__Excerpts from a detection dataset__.

========================================

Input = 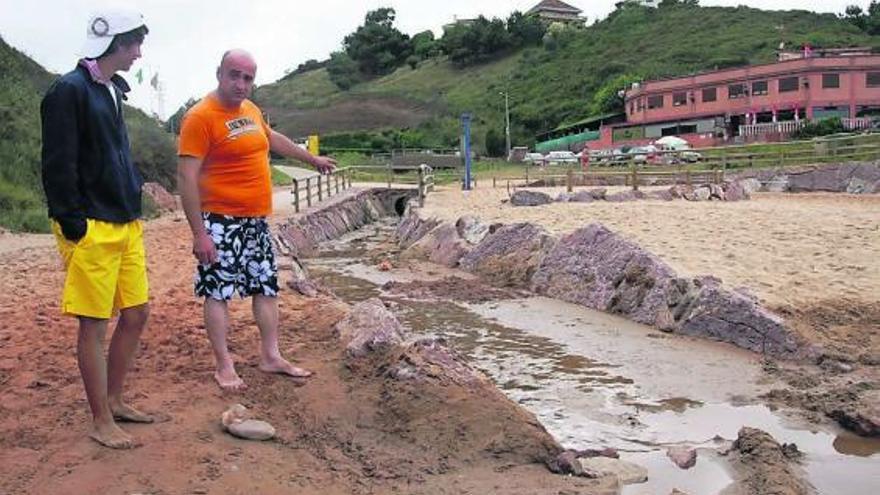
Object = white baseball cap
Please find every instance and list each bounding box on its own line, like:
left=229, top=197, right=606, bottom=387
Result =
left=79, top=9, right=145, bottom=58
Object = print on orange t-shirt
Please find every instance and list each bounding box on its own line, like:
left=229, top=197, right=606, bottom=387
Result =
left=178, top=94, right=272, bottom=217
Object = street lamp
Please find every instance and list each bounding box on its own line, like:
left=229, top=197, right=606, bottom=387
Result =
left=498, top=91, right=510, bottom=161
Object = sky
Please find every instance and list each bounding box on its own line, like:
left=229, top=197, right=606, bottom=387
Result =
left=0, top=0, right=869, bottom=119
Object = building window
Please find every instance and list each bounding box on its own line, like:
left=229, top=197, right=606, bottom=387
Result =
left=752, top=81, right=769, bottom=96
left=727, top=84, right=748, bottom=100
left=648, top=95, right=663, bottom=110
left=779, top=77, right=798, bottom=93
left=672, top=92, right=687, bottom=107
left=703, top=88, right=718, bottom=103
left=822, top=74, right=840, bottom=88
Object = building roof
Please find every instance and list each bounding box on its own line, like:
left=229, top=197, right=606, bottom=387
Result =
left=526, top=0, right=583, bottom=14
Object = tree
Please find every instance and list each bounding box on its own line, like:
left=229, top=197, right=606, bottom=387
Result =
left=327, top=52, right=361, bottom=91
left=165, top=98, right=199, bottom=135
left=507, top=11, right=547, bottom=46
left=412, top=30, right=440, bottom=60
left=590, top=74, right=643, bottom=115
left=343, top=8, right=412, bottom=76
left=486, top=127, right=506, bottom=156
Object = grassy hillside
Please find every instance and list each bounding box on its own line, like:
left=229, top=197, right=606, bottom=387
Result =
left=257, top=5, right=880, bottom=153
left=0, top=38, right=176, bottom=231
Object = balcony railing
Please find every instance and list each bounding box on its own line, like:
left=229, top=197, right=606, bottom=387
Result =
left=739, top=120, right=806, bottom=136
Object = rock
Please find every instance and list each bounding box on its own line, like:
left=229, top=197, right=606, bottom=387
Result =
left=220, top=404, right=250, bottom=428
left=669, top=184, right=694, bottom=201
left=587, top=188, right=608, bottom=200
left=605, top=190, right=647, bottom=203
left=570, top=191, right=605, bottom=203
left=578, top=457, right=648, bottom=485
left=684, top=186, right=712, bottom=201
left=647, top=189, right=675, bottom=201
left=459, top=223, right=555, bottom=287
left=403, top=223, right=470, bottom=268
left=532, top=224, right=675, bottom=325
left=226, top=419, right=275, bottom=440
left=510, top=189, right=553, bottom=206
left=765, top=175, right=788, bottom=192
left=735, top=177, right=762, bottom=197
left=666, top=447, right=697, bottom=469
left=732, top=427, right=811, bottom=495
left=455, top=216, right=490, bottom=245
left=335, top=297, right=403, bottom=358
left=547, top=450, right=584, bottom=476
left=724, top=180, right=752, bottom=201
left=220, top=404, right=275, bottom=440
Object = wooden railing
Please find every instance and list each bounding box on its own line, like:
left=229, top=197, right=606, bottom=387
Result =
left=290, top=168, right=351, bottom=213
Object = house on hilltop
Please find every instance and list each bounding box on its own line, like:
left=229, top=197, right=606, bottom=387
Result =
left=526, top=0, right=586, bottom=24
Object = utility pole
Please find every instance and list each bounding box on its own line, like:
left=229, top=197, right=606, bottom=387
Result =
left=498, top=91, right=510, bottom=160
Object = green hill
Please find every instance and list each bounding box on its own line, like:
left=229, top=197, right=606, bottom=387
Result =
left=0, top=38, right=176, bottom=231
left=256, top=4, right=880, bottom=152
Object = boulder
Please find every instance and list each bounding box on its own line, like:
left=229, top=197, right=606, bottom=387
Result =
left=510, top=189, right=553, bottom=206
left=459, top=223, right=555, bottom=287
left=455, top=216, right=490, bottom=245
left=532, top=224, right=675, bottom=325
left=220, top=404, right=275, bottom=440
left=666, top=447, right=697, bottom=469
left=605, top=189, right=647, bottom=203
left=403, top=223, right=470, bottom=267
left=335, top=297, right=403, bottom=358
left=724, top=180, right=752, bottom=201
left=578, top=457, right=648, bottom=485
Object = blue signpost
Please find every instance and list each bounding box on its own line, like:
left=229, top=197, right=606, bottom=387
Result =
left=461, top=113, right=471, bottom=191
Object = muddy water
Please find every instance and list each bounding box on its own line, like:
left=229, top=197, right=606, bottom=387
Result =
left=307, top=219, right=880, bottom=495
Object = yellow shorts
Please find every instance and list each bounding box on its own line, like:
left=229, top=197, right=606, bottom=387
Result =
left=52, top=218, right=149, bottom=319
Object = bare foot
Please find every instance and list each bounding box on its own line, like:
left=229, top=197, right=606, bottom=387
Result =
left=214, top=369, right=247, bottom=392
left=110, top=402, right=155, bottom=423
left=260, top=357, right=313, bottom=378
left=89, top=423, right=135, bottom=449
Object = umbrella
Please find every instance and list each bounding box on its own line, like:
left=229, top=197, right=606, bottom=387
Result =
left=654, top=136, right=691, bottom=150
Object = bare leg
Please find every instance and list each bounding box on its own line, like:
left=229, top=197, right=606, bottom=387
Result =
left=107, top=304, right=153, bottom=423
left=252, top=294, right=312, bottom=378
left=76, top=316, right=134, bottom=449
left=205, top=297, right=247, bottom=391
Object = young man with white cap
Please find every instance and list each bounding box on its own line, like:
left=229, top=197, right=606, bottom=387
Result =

========================================

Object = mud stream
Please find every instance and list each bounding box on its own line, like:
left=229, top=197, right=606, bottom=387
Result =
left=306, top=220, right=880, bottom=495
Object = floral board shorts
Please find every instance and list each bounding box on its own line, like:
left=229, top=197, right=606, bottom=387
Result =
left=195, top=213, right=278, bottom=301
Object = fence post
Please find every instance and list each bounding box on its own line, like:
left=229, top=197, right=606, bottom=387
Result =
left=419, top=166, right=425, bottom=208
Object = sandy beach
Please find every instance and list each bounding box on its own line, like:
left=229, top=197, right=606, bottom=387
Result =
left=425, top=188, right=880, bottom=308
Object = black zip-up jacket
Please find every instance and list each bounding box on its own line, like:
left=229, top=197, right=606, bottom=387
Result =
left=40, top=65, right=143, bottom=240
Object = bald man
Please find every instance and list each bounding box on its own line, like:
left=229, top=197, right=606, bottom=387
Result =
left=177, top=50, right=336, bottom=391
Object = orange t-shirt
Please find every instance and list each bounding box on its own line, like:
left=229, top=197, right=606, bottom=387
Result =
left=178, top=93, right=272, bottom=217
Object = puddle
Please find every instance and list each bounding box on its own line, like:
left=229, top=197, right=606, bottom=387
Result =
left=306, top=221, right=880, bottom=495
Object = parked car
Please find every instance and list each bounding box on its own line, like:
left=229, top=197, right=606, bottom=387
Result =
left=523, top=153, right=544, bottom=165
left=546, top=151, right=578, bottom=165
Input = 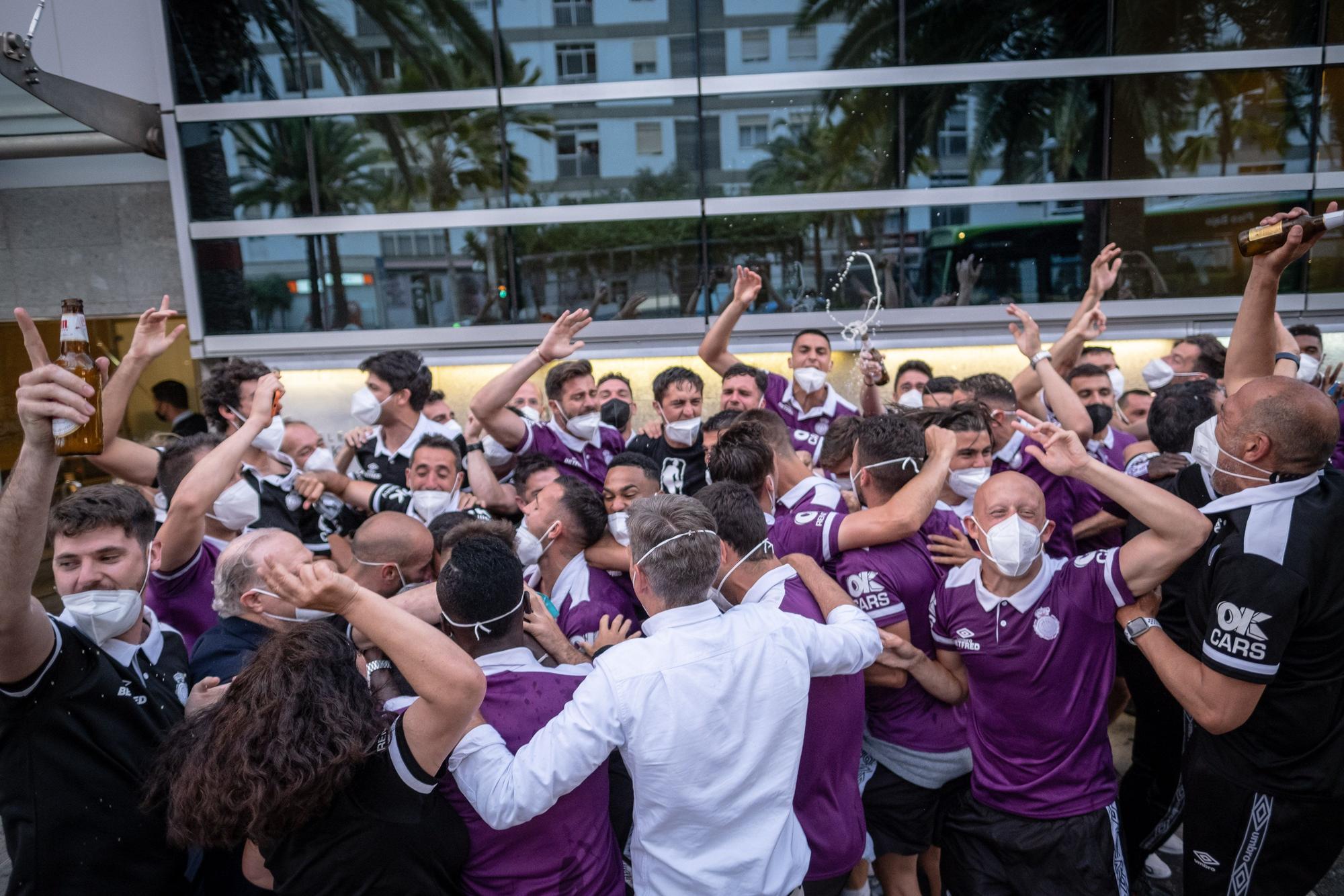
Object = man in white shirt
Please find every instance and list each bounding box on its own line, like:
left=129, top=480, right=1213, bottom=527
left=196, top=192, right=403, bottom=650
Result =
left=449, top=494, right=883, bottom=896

========================================

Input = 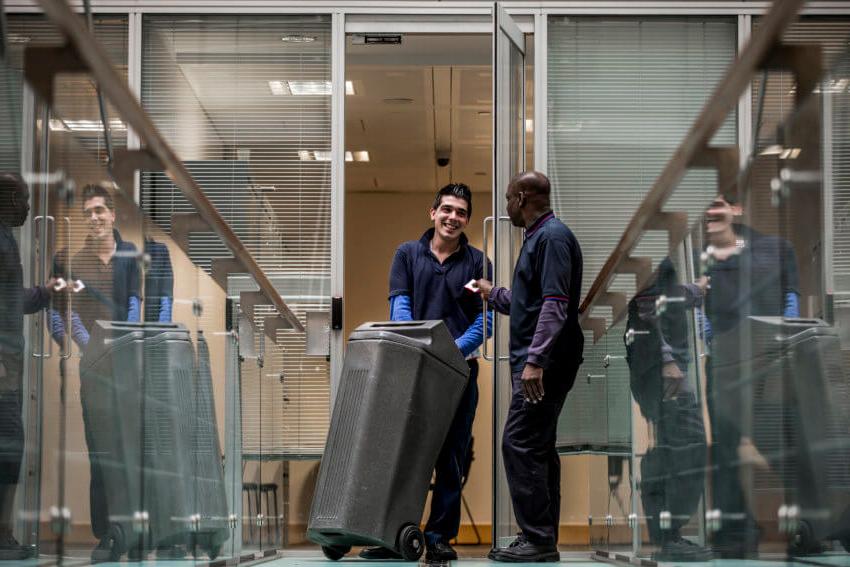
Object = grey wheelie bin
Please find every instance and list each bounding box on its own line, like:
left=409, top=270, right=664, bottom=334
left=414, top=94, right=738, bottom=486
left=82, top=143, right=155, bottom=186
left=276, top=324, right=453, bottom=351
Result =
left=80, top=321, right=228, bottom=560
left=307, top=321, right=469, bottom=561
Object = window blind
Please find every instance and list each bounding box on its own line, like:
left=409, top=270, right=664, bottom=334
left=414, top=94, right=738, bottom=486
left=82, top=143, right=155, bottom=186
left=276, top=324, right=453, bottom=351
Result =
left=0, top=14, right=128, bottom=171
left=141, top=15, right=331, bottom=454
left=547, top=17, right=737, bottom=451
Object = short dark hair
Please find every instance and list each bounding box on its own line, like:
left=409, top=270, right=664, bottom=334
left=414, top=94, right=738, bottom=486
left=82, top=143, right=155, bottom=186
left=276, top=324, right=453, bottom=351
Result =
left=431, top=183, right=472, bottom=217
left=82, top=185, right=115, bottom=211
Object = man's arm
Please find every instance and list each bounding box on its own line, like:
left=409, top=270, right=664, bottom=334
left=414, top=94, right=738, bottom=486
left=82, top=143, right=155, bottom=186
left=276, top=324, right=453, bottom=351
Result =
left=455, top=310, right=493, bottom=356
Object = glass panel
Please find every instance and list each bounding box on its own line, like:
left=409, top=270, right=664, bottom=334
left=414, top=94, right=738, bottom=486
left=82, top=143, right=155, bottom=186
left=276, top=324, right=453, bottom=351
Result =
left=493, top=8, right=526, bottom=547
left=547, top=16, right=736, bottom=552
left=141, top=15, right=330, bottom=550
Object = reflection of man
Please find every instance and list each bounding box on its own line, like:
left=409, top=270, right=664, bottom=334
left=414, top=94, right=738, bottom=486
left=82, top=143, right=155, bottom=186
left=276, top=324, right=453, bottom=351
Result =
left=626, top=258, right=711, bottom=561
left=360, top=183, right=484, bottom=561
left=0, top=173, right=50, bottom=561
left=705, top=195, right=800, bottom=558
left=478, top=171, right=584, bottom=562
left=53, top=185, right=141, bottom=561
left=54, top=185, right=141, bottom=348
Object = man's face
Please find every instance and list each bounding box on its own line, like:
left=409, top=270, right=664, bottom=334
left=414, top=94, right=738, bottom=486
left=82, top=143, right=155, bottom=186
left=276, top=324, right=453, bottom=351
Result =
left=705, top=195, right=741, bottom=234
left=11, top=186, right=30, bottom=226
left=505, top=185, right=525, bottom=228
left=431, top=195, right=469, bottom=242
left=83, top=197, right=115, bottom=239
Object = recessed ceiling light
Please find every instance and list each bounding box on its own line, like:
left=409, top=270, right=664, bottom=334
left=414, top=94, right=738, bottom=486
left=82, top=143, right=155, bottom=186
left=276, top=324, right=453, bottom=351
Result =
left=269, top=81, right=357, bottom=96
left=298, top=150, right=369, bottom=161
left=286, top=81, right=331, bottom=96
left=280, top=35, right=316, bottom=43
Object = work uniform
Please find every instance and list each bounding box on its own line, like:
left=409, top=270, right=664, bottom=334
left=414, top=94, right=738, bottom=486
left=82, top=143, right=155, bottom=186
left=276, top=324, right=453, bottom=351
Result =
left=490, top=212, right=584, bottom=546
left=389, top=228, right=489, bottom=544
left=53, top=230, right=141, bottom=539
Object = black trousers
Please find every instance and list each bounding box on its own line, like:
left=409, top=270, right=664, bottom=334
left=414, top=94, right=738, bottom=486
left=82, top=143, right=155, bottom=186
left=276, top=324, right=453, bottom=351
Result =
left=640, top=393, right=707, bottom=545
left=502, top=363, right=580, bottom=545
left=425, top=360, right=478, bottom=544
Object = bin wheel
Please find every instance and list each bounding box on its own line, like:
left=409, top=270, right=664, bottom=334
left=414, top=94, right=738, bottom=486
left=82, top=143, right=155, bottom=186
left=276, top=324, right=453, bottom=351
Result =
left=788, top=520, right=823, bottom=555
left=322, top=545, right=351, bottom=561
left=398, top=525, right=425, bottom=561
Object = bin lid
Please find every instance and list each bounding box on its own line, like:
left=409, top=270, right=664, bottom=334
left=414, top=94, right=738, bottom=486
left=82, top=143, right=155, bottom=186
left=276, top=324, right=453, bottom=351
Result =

========================================

__WRITTEN INSTRUCTION__.
Rewrite the items from the line containing "Object = fence post" through the line containing "left=449, top=494, right=883, bottom=896", replacing "Object" with "Target" and leaving everything else unchanged. Give only those lines and omit the pictures.

__REPLY TO THE EXERCISE__.
Target = fence post
Please find every instance and list each bounding box on its own line, like:
left=229, top=197, right=606, bottom=387
Result =
left=419, top=166, right=425, bottom=208
Target = sandy beach
Please find every instance and list each bounding box on its own line, like:
left=229, top=197, right=606, bottom=387
Result =
left=425, top=188, right=880, bottom=308
Target = black zip-up jacket
Please find every instance and list each bounding box on its own line, like:
left=229, top=197, right=606, bottom=387
Result =
left=40, top=65, right=143, bottom=240
Target = bald man
Please find every instance and list each bounding box on its own line, like:
left=229, top=197, right=606, bottom=387
Result =
left=177, top=50, right=336, bottom=391
Target = orange t-shirt
Please find every instance and list each bounding box on its own line, like:
left=229, top=197, right=606, bottom=387
Result =
left=178, top=93, right=272, bottom=217
Target = puddle
Please find every instance and list each bounding box on its own line, like:
left=229, top=197, right=606, bottom=387
Result =
left=306, top=221, right=880, bottom=495
Target = parked car
Please find every instance and list each bounding box on its own line, like:
left=229, top=197, right=606, bottom=387
Result =
left=523, top=153, right=544, bottom=165
left=546, top=151, right=578, bottom=165
Input = 
Target = man in white shirt
Please find every instance and list each bounding box on its own line, like:
left=129, top=480, right=1213, bottom=527
left=196, top=192, right=403, bottom=650
Result =
left=449, top=494, right=883, bottom=896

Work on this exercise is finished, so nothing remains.